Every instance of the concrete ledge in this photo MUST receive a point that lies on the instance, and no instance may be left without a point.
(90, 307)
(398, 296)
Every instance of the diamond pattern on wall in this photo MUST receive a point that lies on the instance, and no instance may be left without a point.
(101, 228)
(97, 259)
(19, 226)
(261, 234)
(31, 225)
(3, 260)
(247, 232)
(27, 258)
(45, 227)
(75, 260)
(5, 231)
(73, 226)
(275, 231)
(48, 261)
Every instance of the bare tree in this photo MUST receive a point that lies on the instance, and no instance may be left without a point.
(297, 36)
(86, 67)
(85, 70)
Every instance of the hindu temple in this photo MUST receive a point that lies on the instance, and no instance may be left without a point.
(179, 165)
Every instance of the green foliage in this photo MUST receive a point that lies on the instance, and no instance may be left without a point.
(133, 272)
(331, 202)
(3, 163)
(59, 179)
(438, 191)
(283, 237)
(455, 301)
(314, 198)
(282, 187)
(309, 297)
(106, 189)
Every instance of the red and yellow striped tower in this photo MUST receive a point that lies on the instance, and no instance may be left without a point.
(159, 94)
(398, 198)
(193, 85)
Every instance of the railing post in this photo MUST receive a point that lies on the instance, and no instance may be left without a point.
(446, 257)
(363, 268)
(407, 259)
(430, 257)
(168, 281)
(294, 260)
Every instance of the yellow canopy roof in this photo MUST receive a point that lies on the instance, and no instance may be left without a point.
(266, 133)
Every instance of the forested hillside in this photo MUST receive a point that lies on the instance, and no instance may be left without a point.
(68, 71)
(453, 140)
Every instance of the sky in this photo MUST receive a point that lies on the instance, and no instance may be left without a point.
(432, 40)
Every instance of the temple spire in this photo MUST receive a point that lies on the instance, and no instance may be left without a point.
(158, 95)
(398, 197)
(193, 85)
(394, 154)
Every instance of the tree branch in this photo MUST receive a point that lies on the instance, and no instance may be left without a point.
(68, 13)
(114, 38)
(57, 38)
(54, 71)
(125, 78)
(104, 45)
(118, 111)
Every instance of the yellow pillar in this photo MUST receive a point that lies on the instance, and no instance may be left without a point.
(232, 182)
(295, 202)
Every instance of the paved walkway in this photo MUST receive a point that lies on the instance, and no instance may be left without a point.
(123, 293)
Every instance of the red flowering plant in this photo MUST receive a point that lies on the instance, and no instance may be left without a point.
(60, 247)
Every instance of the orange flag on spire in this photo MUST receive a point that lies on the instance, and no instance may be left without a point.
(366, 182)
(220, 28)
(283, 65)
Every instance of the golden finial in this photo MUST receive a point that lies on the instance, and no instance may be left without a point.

▶ **Your task**:
Each line of the data must be set down again as it is.

▶ **Completed exercise**:
Every instance of the concrete ledge in this photo MUST receive a point that lies on the instance, and no instance may be left without a point.
(90, 307)
(398, 296)
Every instance of the diamond pattern on wall in this photo MUST receive a point that lies on the instance, and no instance may be left without a point.
(101, 228)
(97, 259)
(19, 226)
(261, 234)
(31, 225)
(3, 260)
(247, 232)
(27, 258)
(45, 227)
(75, 260)
(5, 231)
(73, 226)
(275, 231)
(48, 261)
Every instance of the bare tree in this photo MUST receive a point that lies on the instance, and no instance may be left without a point.
(297, 36)
(86, 67)
(85, 70)
Every instance of the hindu temple in this photo MUST receive a point that lies on the instance, and no instance may be left without a point.
(179, 165)
Every instance of the green foliage in this photo MUST receive a point that lies on the instance, and no instance may be left without a point.
(133, 272)
(331, 202)
(3, 163)
(59, 179)
(438, 191)
(283, 237)
(455, 301)
(314, 198)
(282, 187)
(309, 297)
(106, 189)
Every instance of the red and yellow striped tower in this photo MUST receive a point that lies on the instance, and no instance may be left without a point.
(159, 94)
(398, 198)
(193, 85)
Every instance of the railing post in this photo MUST receive a point that lies on the instance, and no instance may be left without a point.
(446, 257)
(363, 268)
(407, 259)
(430, 257)
(168, 281)
(294, 260)
Every instance of the yellow canopy roof in this photo MUST receive a point that lies on the instance, and no instance may be left without a point.
(266, 133)
Every instance of the forested hillside in this photo MUST receive a point that lies on the instance, and no instance may be left without a point.
(68, 71)
(453, 140)
Every instance of the sky in this photo MUST receive a point that lies on the instance, and no instance may be left without a point.
(432, 40)
Every instance of the temple spire in this photo MUST receive a point that lies on the instance, and no instance may be left without a point.
(158, 95)
(398, 197)
(193, 85)
(394, 154)
Every instance of the tree branch in this photo MUST receive a point that lies on the instance, and no instance may be left without a point.
(68, 13)
(114, 38)
(57, 38)
(54, 71)
(125, 78)
(104, 45)
(118, 111)
Every instance of the yellow pillar in this photo MUST receive a point that lies on the instance, and no instance may be left without a point.
(232, 182)
(295, 202)
Every instance of the paved walkway in this photo MUST receive a point that lies on the instance, and no instance may be left without a point.
(123, 293)
Every instance of the red flowering plant in this photo MUST receive a point that lies on the instance, and no instance may be left without a point.
(60, 247)
Every instance of the orange flag on spire in this photo MUST receive a point that lies on the instance, and no instance may be left without a point.
(366, 182)
(220, 28)
(283, 65)
Every instance of the golden finial in this photo MUST receive a point that lies on the instance, and no instance may be left without a point.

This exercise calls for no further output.